→ **What is needed**:
Leave out the pictures and transcribe the rest of the records exactly.

→ **Entries provided**:
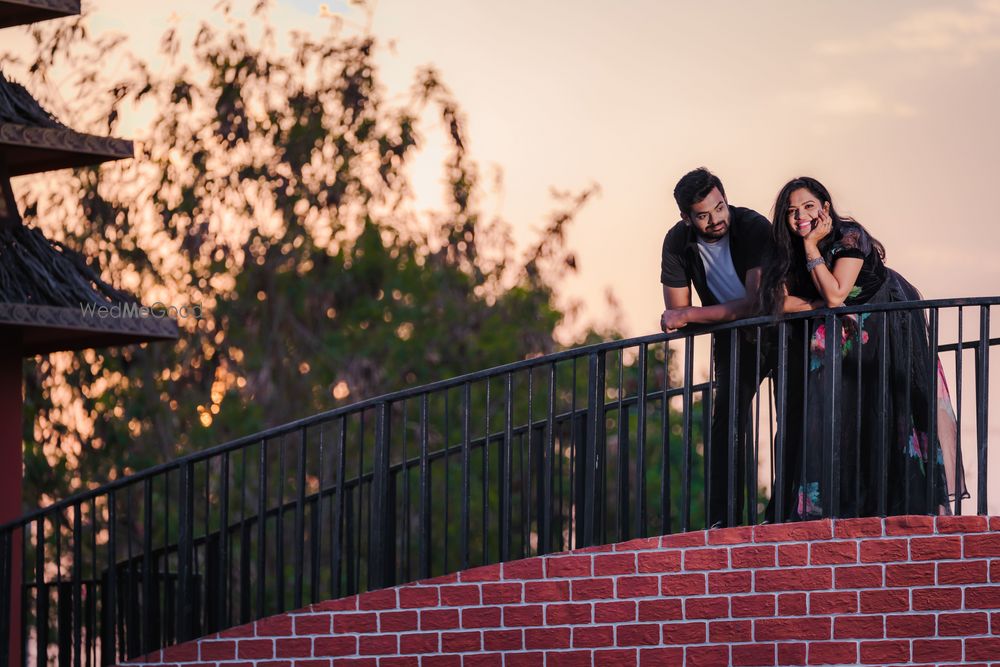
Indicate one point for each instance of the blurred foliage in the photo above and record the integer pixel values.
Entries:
(271, 190)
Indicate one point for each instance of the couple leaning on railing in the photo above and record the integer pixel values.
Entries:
(895, 451)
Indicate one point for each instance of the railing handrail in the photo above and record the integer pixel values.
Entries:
(457, 381)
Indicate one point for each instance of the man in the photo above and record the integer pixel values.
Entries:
(719, 249)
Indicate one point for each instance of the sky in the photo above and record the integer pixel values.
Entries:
(893, 105)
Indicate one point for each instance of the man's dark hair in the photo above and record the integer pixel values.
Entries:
(693, 187)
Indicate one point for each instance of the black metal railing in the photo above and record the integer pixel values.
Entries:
(592, 445)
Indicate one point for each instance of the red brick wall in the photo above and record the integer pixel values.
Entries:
(904, 590)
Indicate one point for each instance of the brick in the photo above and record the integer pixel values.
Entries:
(378, 644)
(416, 597)
(313, 624)
(910, 625)
(876, 602)
(594, 636)
(708, 607)
(909, 525)
(791, 654)
(838, 602)
(884, 551)
(544, 638)
(481, 573)
(790, 555)
(287, 647)
(439, 619)
(751, 557)
(738, 535)
(665, 609)
(826, 653)
(523, 615)
(685, 633)
(861, 576)
(505, 593)
(224, 650)
(659, 561)
(791, 628)
(880, 653)
(692, 539)
(622, 563)
(389, 621)
(963, 624)
(334, 646)
(275, 626)
(569, 659)
(730, 582)
(858, 627)
(730, 631)
(982, 648)
(383, 599)
(706, 656)
(963, 572)
(647, 634)
(638, 586)
(794, 532)
(459, 596)
(503, 640)
(355, 622)
(482, 617)
(438, 661)
(937, 650)
(833, 553)
(656, 657)
(461, 642)
(743, 606)
(792, 604)
(481, 660)
(706, 559)
(935, 548)
(961, 524)
(529, 568)
(592, 589)
(982, 546)
(419, 642)
(613, 657)
(909, 574)
(982, 597)
(925, 599)
(568, 566)
(793, 579)
(864, 527)
(683, 584)
(614, 612)
(568, 614)
(544, 591)
(752, 655)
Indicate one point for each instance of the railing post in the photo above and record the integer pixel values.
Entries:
(380, 539)
(592, 465)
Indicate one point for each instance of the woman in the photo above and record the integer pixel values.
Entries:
(879, 369)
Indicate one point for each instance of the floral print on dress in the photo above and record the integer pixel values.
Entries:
(849, 327)
(808, 502)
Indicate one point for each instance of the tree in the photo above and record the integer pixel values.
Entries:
(270, 195)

→ **Result**:
Indicate one point for each instance of the blurred foliage in the photo above and record the integer pixel values.
Entries:
(271, 190)
Indicate one point for each instance of the couple leaning on railing in the photo above and record the integer pixel values.
Entries:
(895, 451)
Indicate one point for each instance of the railing handrail in the photo above and record the integer pixel values.
Entries:
(457, 381)
Indicate one point for each instance of the man in the photo above and record the integer pixel values.
Entries:
(719, 249)
Indicate one point for each instance of the sky in the photo above and record the integer pixel values.
Entries:
(893, 105)
Indicate one point for each instance of the man's dark hair in the photo above and record the integer pixel values.
Entries:
(693, 187)
Indicate one point for each instance of the black metal railing in the photo above and record the integer pixel values.
Entries:
(592, 445)
Indicate one point for each instance of the red brick wall in the photo above and record the integer pixel values.
Entries:
(904, 590)
Indicate one point for each instance of the brick in the photo above and record the integer pixel values.
Entries:
(378, 644)
(416, 597)
(313, 624)
(910, 625)
(876, 602)
(594, 636)
(708, 607)
(909, 525)
(791, 654)
(838, 602)
(884, 551)
(544, 638)
(481, 573)
(790, 555)
(287, 647)
(439, 619)
(751, 557)
(738, 535)
(665, 609)
(826, 653)
(523, 615)
(685, 633)
(861, 576)
(505, 593)
(224, 650)
(659, 561)
(791, 628)
(880, 653)
(692, 539)
(622, 563)
(389, 621)
(963, 624)
(334, 646)
(275, 626)
(569, 659)
(730, 582)
(858, 627)
(730, 631)
(982, 648)
(383, 599)
(706, 656)
(963, 572)
(647, 634)
(638, 586)
(794, 532)
(459, 596)
(503, 640)
(355, 622)
(482, 617)
(438, 661)
(937, 650)
(833, 553)
(656, 657)
(461, 642)
(743, 606)
(792, 604)
(481, 660)
(706, 559)
(935, 548)
(961, 524)
(529, 568)
(592, 589)
(982, 546)
(419, 642)
(613, 657)
(909, 574)
(982, 597)
(925, 599)
(568, 566)
(793, 579)
(864, 527)
(683, 584)
(614, 612)
(568, 614)
(544, 591)
(752, 655)
Indicate one point for each instance of the railing post in the photo above and record the integer pixel values.
Entries:
(380, 539)
(592, 465)
Indicate one point for each instance of the woman in the photo above and record the integer pixel values.
Entries:
(879, 369)
Indicate one point for each instance of the floral print on dress in the photo above and record the integer pixel values.
Entries:
(849, 327)
(808, 502)
Indicate one point for each instance of the tree in the photo above and record the integer pixel values.
Entries:
(270, 195)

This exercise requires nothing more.